Coordinate annotation entries
——————————

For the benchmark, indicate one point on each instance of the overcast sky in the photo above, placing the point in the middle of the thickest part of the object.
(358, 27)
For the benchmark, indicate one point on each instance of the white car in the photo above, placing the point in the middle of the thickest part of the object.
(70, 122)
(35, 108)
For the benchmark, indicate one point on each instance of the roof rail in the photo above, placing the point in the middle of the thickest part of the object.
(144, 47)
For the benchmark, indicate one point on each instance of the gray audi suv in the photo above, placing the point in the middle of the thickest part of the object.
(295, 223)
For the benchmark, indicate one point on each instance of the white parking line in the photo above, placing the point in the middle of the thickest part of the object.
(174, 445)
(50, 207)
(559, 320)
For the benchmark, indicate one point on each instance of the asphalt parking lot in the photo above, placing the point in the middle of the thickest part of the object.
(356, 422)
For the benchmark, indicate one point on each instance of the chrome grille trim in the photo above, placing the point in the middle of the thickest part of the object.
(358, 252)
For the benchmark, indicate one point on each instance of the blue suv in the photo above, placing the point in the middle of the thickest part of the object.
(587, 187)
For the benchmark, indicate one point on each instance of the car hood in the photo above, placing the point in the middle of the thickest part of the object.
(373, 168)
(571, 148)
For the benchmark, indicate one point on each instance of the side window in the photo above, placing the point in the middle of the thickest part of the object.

——————————

WRITTEN TASK: Would you reproduce the material above in full, exactly as given?

RIGHT ANSWER:
For the benchmark, indicate one point on each instance of the overcast sky in the photo above, placing the point in the middle of the thickest part of the object.
(358, 27)
For the benchmark, indicate one point on each instance of the white car in the photo above, placing the point in the middle of the thickest part of the object.
(70, 122)
(35, 108)
For the benchmark, indicate one point on each instance of the roof rail in the photo above, placing the point in the middle of the thickest part of the object.
(144, 47)
For the benchmark, indicate one point on each instance of the gray audi suv in the photo above, placing the point in the middle of the thickest part of the object.
(295, 223)
For the benchmark, indicate one point on each instance of the white parking line in the photo above, placing the point in the middle of the thickest part of the object.
(174, 445)
(50, 207)
(559, 320)
For the benchmark, indicate one point on each instance of the asphalt parking lot in the photo above, placing the point in the middle of the thickest part of the object.
(356, 422)
For the benchmark, indicate one point on each instance of the chrome grille trim in the photo above, placing the point in the middle of the thickest part of the object.
(358, 252)
For the benchmark, indicate one point on each instance of the blue suv in the photo above, placing the point in the middle of the thickest part of the object.
(587, 187)
For the benchmark, indicate one point on each instance of the car hood in the photo above, placing the point in the middle of the thickest part of the object.
(373, 168)
(571, 148)
For the benchmark, indicate one point on each instance of the side window in the photo above, placing the point in the middle of the thickest part of the object.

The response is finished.